:: What this task involves ::
Your task is to copy the listing exactly, with the pictures left out.

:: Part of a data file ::
= = = = = = =

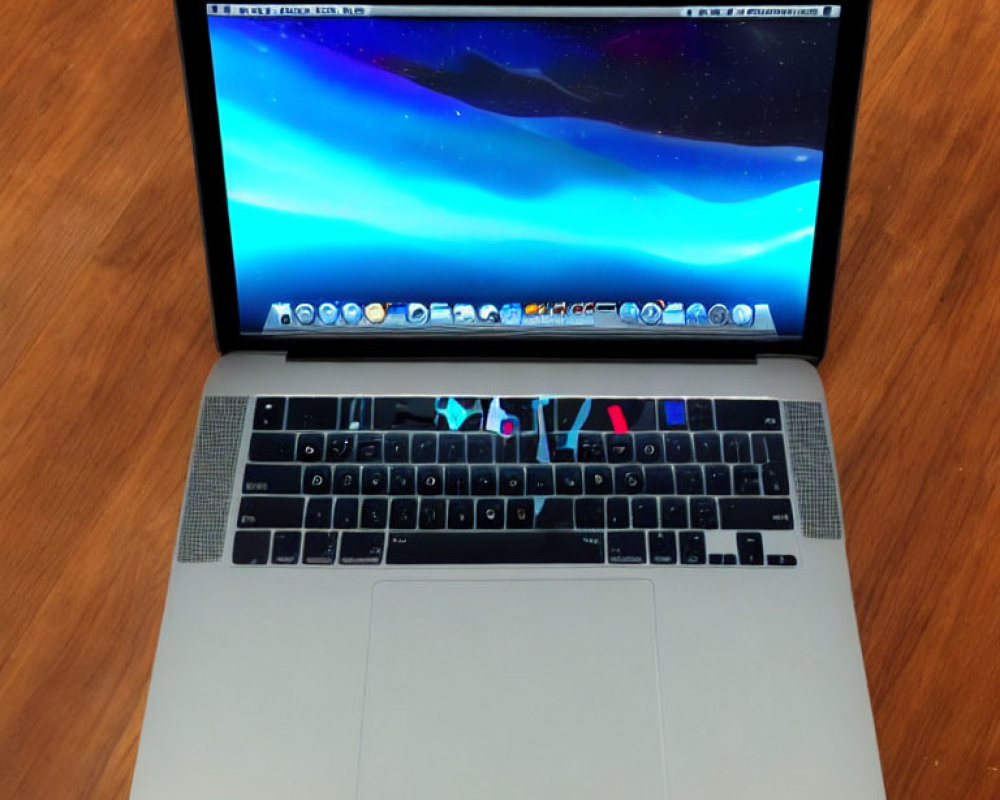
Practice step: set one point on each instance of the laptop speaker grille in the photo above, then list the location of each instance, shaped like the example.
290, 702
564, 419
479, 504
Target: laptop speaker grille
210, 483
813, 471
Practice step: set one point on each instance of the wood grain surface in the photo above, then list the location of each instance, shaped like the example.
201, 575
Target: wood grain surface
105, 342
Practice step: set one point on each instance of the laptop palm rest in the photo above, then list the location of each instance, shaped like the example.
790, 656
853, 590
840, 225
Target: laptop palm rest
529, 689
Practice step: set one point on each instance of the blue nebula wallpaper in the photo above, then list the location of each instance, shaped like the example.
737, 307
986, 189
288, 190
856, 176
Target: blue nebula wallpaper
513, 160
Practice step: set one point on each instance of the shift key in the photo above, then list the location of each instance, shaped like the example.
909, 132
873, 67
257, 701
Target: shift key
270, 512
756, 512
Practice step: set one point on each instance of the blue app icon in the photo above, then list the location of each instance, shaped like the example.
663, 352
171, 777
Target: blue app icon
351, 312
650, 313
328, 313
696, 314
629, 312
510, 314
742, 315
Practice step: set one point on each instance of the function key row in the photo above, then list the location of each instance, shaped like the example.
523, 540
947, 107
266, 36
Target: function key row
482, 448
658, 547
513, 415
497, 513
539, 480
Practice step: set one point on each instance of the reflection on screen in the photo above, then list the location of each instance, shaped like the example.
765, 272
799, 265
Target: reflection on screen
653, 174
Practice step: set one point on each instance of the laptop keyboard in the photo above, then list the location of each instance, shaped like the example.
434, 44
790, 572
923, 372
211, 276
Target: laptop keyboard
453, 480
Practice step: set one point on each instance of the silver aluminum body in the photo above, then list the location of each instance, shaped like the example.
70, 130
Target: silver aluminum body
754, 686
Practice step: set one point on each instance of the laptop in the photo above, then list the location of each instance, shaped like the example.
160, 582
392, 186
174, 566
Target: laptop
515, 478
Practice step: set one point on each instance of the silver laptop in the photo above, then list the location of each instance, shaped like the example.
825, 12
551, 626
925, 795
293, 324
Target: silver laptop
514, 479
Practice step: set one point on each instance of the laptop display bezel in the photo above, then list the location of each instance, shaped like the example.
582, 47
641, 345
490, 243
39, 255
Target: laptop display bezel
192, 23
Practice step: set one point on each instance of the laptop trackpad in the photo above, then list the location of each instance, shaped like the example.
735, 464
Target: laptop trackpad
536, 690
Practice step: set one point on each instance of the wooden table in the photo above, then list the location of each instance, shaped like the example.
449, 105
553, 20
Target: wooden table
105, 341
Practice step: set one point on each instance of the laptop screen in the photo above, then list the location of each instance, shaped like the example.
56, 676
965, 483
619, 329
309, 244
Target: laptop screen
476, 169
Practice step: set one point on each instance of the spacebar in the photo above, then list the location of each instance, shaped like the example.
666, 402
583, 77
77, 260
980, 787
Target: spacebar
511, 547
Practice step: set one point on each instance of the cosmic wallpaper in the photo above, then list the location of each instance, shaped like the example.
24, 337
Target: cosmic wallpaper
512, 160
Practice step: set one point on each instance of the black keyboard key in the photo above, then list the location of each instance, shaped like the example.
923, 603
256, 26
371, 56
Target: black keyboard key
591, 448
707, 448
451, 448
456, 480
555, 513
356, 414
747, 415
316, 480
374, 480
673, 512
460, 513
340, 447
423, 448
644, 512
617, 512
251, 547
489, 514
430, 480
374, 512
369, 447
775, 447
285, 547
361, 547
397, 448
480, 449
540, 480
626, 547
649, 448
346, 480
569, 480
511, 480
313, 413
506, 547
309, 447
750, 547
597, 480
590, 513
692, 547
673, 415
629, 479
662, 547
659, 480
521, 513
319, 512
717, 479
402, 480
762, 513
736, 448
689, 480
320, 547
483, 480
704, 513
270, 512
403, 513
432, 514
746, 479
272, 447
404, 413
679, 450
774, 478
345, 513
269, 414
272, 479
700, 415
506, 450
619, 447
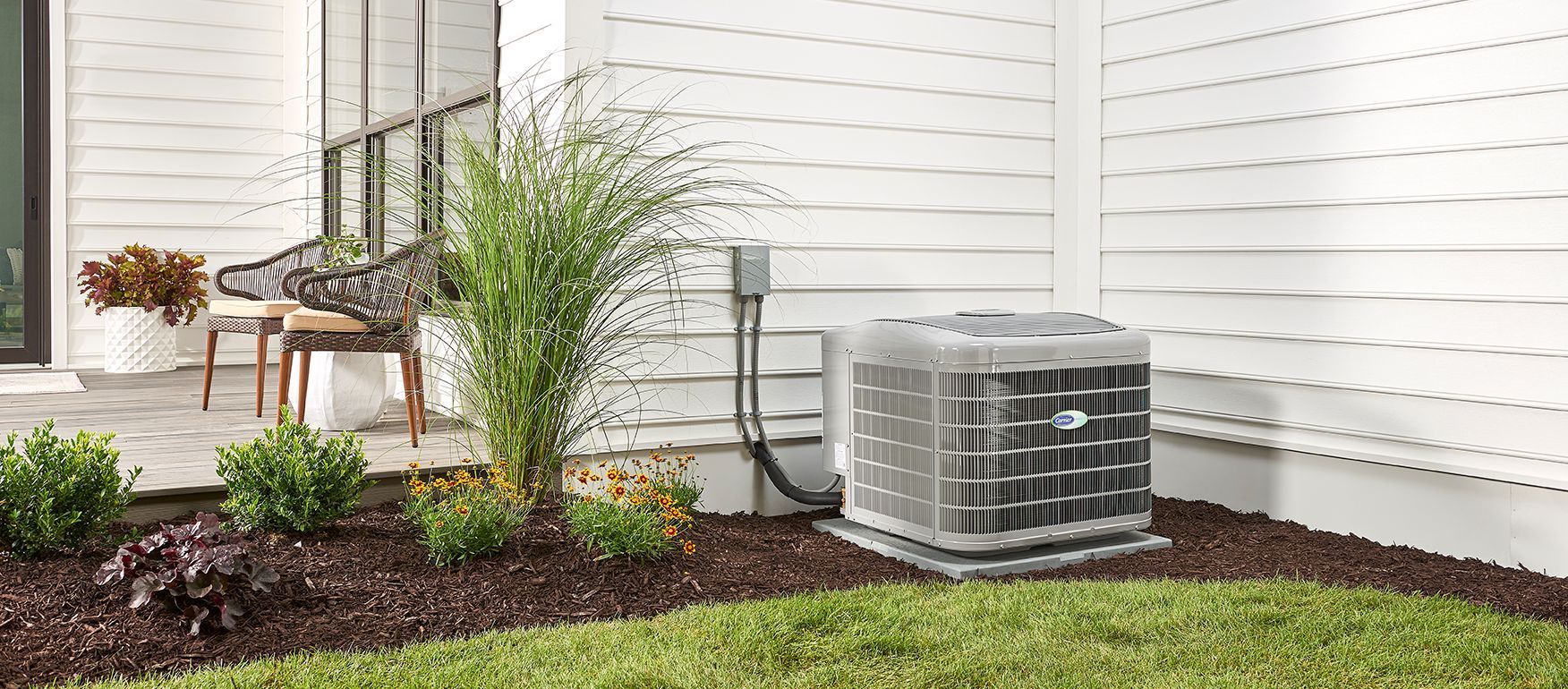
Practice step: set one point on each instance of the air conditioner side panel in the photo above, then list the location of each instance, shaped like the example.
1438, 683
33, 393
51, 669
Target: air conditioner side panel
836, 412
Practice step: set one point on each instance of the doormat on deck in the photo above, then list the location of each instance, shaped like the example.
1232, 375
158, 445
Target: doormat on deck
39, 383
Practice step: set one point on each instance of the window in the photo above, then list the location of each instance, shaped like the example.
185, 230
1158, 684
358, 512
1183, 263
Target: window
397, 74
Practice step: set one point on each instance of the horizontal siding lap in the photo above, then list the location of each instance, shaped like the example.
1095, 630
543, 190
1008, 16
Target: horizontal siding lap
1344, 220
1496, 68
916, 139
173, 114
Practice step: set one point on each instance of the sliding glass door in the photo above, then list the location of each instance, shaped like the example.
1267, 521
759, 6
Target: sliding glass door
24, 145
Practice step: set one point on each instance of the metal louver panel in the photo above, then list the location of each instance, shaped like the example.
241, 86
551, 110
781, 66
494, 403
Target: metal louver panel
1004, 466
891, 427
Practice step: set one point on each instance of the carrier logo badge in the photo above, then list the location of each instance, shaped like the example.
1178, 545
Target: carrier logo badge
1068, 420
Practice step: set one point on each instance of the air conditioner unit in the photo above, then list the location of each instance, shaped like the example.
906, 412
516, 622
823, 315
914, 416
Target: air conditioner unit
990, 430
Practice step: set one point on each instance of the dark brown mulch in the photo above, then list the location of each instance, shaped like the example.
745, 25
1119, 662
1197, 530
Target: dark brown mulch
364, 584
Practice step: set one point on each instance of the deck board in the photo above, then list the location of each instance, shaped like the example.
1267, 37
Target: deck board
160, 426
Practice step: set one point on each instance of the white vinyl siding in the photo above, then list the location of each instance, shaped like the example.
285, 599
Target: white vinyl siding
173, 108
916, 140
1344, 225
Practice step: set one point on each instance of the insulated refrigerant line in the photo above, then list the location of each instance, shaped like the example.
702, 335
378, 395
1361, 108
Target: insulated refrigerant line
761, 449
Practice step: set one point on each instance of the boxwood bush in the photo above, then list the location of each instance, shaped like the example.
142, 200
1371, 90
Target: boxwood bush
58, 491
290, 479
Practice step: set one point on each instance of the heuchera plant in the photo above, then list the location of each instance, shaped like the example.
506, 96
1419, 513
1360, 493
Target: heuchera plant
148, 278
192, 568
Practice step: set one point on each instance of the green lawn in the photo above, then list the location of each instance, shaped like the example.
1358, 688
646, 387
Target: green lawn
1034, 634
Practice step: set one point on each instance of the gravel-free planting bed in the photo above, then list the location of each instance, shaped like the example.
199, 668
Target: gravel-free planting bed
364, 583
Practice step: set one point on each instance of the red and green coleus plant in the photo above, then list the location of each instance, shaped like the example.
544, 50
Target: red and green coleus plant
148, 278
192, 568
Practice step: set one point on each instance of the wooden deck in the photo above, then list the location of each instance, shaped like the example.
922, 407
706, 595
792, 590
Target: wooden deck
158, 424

= = = = = = =

:: Correct result ::
Practice step: set one point on each instance of the laptop speaker grille in the photo above, then list the location of each instance, shaped like the example.
290, 702
564, 419
479, 504
Target: laptop speaker grille
210, 483
813, 471
Practice step: set one point on each instance of the wood grain surface in the photo above, then list the location of each instance, shaped like the example.
201, 575
Target: wood grain surface
105, 342
Practice step: set one point on each instance of the laptop palm rest in the photo above, then list the location of each instance, shaped like the example.
790, 656
853, 590
840, 225
Target: laptop palm rest
529, 689
Practice step: set one point on each instance of the blue nebula wallpaper in the photo above, then list the location of each instance, shaped like the example.
737, 307
986, 189
288, 190
856, 176
Target: blue nebula wallpaper
513, 160
Practice step: set one point on each instance of the shift key in the photo above, then list the location of each instance, shaped like the example.
909, 132
873, 67
257, 701
Target: shift key
270, 512
756, 512
Practice step: set one point on each instance of the blue app icon in the photo above, then list the location of each instance, shaped like the example.
663, 352
171, 777
Target: blue app icon
351, 312
650, 313
328, 313
696, 314
629, 312
510, 314
742, 315
Practice step: set one point on each instance of the function key row in the photo above, then list the location of each instance, shaped like the example.
523, 540
947, 107
266, 36
Target: function key row
482, 448
658, 547
513, 415
497, 513
539, 480
Practice step: set one point on each instance of the reflection on screen in the photo above, then list the location of each instance, shaped like the example.
765, 272
799, 265
Target: reflection on screen
653, 174
Practice step: set one point on each instance of the laptop keyboard in the photo above, then list the location of each instance, shaped like the example.
434, 44
790, 572
923, 372
211, 276
Target: laptop keyboard
453, 480
Practice step: set one point on each instance of the silver aluminum body in the photo above, then list the location of each instance, shaped like the example.
70, 130
Target: silver aluminum body
754, 686
Practice step: set one point on each instance of the laptop in the photo above, then list the location of each instance, shaped like the example.
160, 582
392, 186
174, 566
Target: laptop
515, 478
Practice step: set one point on each instance of the silver laptop in the photo above, then list the location of each instance, shaped like the example.
825, 12
551, 626
925, 795
293, 324
Target: silver laptop
514, 479
Practice step: set one point on each instance of the laptop display bezel in the photo above, then list the location of each instance, shaped like the example.
582, 47
641, 345
490, 243
39, 255
Target: laptop display bezel
192, 23
Practice step: set one point on each instance of the laptop trackpad in the photo above, then list the location of each instance, shaped like the example.
735, 464
Target: laptop trackpad
536, 690
Practice step: set one point on each instance of the wooden table in the photo above, then list the location of each instance, shaped like the example.
449, 105
553, 20
Target: wooden table
105, 341
Practice step: set one point on each instance of the laptop screen in the photo above, then list the location of each instance, shaped like the example.
56, 676
965, 483
619, 329
309, 244
Target: laptop screen
476, 169
Practice step: set one point on each instance of the spacebar in the photo above, then list the location of each instance, shaped like the example.
666, 402
583, 77
77, 260
980, 787
Target: spacebar
511, 547
Practice step: set one point on each instance of the cosmic wallpaper in the photo above, then list the location of each instance, shaped like the example.
24, 337
Target: cosmic wallpaper
512, 160
Practice step: set one point on each instance of the black keyboard key in the photo above, then list the location of each instance, shaped like the example.
923, 603
256, 26
371, 56
Target: black keyboard key
591, 448
707, 448
451, 448
456, 480
555, 513
356, 414
747, 415
316, 480
374, 480
673, 512
460, 513
340, 447
423, 448
644, 512
617, 512
251, 547
489, 514
430, 480
374, 512
369, 447
775, 447
285, 547
361, 547
397, 448
480, 449
540, 480
626, 547
649, 448
346, 480
569, 480
511, 480
313, 413
506, 547
309, 447
750, 547
597, 480
590, 513
692, 547
673, 415
629, 479
662, 547
659, 480
521, 513
319, 512
717, 479
402, 480
762, 513
736, 448
689, 480
320, 547
483, 480
704, 513
270, 512
403, 513
432, 514
746, 479
272, 447
404, 413
679, 450
774, 478
345, 513
269, 414
272, 479
700, 415
506, 450
619, 447
Practice step: set one point on each instance of the air conditioner side panel in the photo above, then list the location of each instance, shaped like the example.
1438, 683
33, 393
51, 669
Target: air conditioner side panel
836, 412
Practice step: set one point on each instance of the doormat on deck in the photo above, then list the location of each instance, shaped like the example.
1232, 375
158, 445
Target: doormat on deck
39, 383
Practice step: set one point on each instance of the window in the photo above, then list the location of each instance, shaped like the example.
185, 230
1158, 684
358, 512
1183, 263
Target: window
397, 74
Practice step: set one point on each instance of the horizontal siding lap in the photo above, then list the location of each instance, shaped like the example.
1095, 630
543, 190
1008, 16
Target: horizontal siding lap
1344, 220
1496, 68
916, 139
173, 114
Practice step: set one point on each instance of the sliding glass door in the photo above, then list the location of each instance, shaped like the example.
1267, 521
759, 6
Target: sliding glass door
24, 145
Practice step: set one point on each instance of the metal louver panel in the photo above, then list the location of each instance, shaped like the example.
241, 86
551, 110
781, 66
494, 403
Target: metal louver panel
1004, 466
891, 427
Practice step: set one point on each instance of the carrier logo badge in the photo above, then list the location of each instance, shaped like the example.
1178, 545
Target: carrier logo badge
1068, 420
Practice step: set one point on each instance of the air conditioner unit in the photo above, then list the location of each instance, shaped like the example.
906, 412
516, 622
823, 315
914, 416
Target: air conditioner unit
990, 430
Practice step: set one point on each instance of the dark brown mulch in the photo above, then list the location of each instance, shaped like the example.
745, 25
1119, 662
1197, 530
Target: dark brown mulch
364, 584
Practice step: set one point on each instance of the deck board in the photo above, then list the location of each instance, shaped like the example.
1267, 37
Target: deck board
160, 426
Practice step: set one point on each instance of the white vinyl siding in the photo above, then list the location of each instance, shaped like the example.
285, 599
Target: white vinyl siding
173, 108
916, 140
1344, 225
Practice step: set one point on each instance of the insulated refrigerant line in the photo above, then list the location of each instance, shaped like the example.
702, 335
378, 395
1361, 108
Target: insulated refrigerant line
761, 449
Practice step: set one point on each instance of the boxwood bush in the photo above, then list the location of each instance, shaped like the example.
142, 200
1371, 90
Target: boxwood bush
58, 491
290, 479
Practice step: set one point on each instance of the heuchera plant in the photo above, then list the location of each instance, shaped like the example.
506, 96
1419, 513
1360, 493
Target: heuchera plant
148, 278
192, 568
Practice step: set one point on each instance of the green lawn in the photo above, then list the location of each instance, shaped like the example.
1358, 688
646, 387
Target: green lawn
1034, 634
Practice step: set one point on each instance of the gravel-free planting bed in the photo above, then list the location of each instance, shaped like the example.
199, 668
Target: gravel-free planting bed
364, 583
Practice step: set one point on each instance of the red and green coleus plant in the photo above, then list the location of each instance, shaped like the example.
544, 50
Target: red and green coleus plant
148, 278
192, 568
Practice step: set one point on each instance of the wooden deck in the photo above, then list the location of each instance, shaped like the example.
922, 407
706, 595
792, 590
Target: wooden deck
158, 424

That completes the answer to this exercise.